- [THE INPUT]

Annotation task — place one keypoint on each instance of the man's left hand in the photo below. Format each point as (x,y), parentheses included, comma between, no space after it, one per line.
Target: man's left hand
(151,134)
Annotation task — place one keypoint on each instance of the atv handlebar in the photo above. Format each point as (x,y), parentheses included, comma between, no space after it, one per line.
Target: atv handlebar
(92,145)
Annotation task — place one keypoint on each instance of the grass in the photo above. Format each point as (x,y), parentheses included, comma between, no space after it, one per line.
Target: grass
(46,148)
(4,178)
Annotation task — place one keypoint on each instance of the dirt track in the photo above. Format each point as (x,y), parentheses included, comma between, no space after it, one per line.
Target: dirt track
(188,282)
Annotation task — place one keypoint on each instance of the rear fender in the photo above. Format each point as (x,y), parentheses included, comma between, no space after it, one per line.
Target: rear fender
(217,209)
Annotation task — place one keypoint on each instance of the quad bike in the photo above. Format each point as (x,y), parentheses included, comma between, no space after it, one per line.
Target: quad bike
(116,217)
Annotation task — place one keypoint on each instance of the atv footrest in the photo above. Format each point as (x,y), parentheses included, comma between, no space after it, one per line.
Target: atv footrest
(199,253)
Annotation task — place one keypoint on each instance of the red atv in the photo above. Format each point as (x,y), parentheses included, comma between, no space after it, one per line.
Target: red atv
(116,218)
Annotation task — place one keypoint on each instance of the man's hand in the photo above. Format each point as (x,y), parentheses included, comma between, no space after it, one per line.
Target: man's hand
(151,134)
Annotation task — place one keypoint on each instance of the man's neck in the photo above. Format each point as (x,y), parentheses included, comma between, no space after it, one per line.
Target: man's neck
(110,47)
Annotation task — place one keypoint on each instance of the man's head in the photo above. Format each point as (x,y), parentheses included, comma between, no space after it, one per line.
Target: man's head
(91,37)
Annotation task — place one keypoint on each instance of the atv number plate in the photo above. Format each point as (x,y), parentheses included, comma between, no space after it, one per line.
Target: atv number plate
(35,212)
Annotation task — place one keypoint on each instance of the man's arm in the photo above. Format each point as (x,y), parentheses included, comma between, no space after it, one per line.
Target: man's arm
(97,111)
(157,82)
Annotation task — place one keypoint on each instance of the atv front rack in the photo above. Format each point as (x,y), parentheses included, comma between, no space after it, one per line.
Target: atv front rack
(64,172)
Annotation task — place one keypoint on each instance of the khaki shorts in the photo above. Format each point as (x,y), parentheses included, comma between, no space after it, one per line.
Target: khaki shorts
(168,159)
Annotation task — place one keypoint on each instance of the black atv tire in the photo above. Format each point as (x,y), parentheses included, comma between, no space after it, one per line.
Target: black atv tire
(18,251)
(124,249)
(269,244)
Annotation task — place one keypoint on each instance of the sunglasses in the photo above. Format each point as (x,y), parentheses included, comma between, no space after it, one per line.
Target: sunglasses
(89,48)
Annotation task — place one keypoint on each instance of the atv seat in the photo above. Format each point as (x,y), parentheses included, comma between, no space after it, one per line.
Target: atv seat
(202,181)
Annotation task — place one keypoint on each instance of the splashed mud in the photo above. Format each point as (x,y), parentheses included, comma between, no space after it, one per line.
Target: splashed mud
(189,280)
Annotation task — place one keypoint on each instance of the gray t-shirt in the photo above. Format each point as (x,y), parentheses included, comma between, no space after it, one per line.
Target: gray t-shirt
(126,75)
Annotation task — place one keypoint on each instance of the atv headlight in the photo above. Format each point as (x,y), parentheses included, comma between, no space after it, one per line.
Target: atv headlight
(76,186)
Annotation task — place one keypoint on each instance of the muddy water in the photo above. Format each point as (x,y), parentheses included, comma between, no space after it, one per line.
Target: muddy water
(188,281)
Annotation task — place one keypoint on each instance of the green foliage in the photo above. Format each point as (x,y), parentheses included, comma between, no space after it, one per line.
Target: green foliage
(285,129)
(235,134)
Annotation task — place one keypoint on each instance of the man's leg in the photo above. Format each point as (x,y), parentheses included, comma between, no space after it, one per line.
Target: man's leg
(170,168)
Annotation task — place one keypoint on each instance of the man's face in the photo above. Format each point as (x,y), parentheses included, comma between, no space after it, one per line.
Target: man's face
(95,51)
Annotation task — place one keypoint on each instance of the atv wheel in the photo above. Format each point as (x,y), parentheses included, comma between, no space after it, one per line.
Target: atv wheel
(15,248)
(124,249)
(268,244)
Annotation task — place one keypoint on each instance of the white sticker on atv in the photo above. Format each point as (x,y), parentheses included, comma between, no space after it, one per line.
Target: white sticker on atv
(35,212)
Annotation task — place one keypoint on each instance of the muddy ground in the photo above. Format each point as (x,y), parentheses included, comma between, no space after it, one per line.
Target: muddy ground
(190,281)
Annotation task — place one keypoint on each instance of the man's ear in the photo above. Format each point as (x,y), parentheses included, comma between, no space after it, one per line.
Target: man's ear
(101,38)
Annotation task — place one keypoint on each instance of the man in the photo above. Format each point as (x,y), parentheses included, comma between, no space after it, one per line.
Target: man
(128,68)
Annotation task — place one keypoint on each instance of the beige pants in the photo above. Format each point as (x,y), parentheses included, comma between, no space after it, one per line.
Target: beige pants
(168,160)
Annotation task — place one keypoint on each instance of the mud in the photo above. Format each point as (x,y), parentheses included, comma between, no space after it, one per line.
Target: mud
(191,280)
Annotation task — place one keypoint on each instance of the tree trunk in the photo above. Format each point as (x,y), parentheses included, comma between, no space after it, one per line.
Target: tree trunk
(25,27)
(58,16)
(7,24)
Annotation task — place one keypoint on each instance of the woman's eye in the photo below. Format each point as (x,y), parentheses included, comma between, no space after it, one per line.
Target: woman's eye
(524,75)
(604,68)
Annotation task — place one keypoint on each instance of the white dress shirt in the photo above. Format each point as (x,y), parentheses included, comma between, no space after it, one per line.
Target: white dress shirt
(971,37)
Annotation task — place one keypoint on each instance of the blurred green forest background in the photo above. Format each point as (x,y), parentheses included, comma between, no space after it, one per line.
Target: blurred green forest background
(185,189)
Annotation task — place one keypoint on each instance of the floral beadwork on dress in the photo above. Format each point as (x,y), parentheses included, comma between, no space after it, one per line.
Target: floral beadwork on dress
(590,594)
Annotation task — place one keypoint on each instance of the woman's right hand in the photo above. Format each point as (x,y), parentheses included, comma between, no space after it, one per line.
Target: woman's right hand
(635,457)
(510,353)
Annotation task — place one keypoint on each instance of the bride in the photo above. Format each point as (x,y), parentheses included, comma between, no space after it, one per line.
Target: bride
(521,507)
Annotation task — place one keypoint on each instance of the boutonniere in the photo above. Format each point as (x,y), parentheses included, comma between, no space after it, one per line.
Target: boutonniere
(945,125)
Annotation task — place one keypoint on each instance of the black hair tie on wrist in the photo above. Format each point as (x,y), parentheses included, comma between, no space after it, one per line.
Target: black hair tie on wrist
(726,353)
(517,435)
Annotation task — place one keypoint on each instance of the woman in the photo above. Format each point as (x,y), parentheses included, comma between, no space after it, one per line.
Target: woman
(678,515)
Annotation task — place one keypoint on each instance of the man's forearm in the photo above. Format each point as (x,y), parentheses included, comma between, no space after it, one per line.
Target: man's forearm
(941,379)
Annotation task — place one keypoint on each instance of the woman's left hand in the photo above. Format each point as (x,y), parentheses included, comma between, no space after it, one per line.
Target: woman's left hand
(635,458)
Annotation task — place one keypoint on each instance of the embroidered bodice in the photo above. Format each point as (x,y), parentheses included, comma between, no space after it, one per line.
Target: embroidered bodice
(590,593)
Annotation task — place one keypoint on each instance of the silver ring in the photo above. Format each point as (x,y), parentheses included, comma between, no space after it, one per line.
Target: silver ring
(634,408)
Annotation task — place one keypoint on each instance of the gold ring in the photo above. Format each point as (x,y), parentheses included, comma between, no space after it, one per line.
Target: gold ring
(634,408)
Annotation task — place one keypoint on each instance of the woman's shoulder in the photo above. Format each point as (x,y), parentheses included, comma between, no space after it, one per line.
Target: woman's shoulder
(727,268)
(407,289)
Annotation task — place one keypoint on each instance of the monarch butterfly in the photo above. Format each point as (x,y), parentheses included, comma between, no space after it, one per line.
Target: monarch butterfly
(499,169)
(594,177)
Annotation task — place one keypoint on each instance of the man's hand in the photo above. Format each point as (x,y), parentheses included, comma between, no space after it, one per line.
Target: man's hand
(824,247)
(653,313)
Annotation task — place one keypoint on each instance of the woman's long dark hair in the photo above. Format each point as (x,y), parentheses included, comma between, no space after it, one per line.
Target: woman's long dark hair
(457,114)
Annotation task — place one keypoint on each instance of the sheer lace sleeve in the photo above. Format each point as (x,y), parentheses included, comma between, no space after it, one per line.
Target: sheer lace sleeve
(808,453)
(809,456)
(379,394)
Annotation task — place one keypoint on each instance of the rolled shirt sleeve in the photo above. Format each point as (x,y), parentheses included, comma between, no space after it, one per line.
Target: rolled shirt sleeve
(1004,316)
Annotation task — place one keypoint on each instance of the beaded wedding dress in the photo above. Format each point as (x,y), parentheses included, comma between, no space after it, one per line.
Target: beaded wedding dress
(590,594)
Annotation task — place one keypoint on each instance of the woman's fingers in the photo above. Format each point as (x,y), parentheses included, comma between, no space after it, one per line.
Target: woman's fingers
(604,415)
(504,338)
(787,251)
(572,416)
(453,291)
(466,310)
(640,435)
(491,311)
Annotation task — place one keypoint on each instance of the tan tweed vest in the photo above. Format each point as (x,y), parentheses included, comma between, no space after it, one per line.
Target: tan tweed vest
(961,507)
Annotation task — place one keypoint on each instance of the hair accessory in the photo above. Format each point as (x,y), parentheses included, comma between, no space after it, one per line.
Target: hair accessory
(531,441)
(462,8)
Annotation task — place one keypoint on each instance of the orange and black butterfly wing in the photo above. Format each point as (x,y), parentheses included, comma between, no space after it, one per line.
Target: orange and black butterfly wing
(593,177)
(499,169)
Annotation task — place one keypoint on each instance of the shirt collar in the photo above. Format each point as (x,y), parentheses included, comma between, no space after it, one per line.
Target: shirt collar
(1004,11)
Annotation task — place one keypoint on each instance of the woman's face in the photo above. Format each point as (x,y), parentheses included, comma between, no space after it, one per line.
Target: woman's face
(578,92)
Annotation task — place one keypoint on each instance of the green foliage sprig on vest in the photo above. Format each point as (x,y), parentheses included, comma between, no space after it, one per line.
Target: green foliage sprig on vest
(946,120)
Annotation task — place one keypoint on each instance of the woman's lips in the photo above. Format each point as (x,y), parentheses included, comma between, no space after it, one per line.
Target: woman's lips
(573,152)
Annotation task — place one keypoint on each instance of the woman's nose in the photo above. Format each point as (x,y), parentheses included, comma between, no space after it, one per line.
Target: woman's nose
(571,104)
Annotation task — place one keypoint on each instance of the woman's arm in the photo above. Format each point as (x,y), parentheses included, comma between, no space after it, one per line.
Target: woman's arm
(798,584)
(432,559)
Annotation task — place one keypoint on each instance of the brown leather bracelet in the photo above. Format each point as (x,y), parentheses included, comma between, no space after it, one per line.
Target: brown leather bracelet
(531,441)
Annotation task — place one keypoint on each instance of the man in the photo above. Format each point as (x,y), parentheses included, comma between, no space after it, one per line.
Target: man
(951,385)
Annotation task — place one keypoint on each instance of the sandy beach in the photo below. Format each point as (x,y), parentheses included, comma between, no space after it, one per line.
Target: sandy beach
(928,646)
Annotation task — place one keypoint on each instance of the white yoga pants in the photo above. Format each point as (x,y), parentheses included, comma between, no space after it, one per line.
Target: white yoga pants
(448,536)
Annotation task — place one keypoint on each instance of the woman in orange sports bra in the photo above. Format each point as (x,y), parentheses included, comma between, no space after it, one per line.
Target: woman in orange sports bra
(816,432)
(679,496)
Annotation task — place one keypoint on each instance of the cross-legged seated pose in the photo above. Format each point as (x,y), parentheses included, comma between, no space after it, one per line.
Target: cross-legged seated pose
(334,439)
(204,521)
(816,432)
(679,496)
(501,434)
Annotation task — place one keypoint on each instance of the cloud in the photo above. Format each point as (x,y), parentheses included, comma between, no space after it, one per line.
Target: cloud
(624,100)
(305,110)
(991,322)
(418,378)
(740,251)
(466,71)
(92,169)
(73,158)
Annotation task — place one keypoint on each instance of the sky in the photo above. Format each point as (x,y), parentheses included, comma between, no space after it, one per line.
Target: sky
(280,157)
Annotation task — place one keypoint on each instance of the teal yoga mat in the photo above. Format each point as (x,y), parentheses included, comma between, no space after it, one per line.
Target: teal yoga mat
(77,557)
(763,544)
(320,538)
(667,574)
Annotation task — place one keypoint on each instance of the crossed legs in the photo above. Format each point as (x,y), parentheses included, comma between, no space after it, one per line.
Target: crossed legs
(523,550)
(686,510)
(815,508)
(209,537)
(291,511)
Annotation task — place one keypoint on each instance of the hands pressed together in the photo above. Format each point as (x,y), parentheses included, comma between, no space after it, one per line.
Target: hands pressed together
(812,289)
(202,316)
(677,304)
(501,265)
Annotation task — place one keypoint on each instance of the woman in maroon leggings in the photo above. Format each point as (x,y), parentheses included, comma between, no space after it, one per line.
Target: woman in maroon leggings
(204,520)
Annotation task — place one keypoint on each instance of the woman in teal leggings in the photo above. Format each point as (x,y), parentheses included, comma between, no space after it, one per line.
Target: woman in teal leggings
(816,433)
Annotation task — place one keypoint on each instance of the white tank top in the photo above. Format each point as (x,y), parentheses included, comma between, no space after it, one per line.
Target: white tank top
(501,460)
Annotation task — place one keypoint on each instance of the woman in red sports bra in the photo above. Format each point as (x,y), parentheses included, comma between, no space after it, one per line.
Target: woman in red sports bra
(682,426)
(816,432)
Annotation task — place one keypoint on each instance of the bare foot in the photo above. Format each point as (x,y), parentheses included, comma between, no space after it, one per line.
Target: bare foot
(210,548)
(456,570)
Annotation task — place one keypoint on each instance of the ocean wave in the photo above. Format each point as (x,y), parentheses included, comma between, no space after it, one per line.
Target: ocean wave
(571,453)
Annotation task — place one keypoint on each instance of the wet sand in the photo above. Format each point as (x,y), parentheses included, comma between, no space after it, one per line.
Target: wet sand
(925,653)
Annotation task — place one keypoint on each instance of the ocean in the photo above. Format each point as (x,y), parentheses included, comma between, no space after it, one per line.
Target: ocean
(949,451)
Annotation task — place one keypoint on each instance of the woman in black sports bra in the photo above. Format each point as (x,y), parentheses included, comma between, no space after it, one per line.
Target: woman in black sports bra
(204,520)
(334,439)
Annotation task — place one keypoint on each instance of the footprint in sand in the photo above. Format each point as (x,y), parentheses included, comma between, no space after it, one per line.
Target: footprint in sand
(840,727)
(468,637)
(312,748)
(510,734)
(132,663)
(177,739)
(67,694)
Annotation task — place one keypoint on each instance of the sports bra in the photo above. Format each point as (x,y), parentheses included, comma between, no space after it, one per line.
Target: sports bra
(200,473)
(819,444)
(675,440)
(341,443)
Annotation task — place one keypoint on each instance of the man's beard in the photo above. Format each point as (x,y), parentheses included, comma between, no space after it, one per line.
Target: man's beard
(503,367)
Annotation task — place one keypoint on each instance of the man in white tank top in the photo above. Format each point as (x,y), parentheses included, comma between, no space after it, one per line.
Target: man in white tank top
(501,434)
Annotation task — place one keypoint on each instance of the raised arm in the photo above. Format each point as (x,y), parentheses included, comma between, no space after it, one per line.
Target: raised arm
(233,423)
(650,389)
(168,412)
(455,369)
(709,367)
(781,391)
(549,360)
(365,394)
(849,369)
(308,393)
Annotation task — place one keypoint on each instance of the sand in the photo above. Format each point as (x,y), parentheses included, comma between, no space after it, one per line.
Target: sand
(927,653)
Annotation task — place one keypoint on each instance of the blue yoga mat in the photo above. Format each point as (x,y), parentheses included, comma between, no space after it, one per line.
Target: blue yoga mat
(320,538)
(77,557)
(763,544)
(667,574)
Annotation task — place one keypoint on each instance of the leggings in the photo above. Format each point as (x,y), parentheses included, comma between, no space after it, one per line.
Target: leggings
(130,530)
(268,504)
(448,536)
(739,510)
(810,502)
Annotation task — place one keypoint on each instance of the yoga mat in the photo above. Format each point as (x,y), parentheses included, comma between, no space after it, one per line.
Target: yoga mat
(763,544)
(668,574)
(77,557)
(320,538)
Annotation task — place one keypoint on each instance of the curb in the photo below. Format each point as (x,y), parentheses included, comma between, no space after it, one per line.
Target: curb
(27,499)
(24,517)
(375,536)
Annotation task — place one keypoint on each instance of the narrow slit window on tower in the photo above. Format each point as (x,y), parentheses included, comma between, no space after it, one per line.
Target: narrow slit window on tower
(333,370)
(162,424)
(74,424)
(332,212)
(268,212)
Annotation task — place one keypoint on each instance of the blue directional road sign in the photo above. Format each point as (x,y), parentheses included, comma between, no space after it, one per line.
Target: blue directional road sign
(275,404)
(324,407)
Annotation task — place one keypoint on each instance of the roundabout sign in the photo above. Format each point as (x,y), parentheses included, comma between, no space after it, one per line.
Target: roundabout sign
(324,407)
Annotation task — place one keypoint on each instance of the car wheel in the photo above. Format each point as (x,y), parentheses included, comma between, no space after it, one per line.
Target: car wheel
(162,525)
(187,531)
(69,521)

- [WORK INSTRUCTIONS] In the listing above, find the line containing "of the leggings" and please quote exactly that line through the last one, and no other lines.

- [RESULT OF THE EXERCISE]
Annotation task — place one keypoint on each instance of the leggings in the photo above. Format each point as (x,y), parentheses included, comma between, no space after it, one per line.
Target: leggings
(130,530)
(268,504)
(448,536)
(739,510)
(810,502)
Annotation task — place one keypoint on each instance of the yoga mat in the photo above. Format each point as (x,y), parentheses included, comma between, no space after it, one per line.
Target: yoga mat
(763,544)
(668,574)
(77,557)
(320,538)
Annotation task — place one keypoint on each instance of the curb in the photo below. Format each point as (x,y), parentheses included, comma between, no space after it, one per line.
Target: curb
(27,499)
(24,517)
(375,536)
Annotation task — place one keypoint on each instance of the narrow slit window on tower in the photo above. Format each point as (x,y), parentheses included, comma between, no space after it, one per line.
Target: narrow slit window on tower
(333,370)
(162,424)
(74,424)
(332,212)
(268,212)
Annotation task — place one keypoint on each instance of the blue directional road sign in the photo above. Format each point as (x,y), parentheses included, comma between, no space after it, one per line.
Target: blue directional road sign
(275,404)
(324,407)
Annotation task — place one keypoint on each instance of the roundabout sign in the photo above. Format each point as (x,y), parentheses included, comma between, no space after it, one per line.
Target: roundabout sign
(324,407)
Annotation task — place one keypoint on each instance of the car wheel in the photo above. Format each point as (x,y), parentheses included, comma between, no space after it, one per line.
Target: car wheel
(162,525)
(187,531)
(69,521)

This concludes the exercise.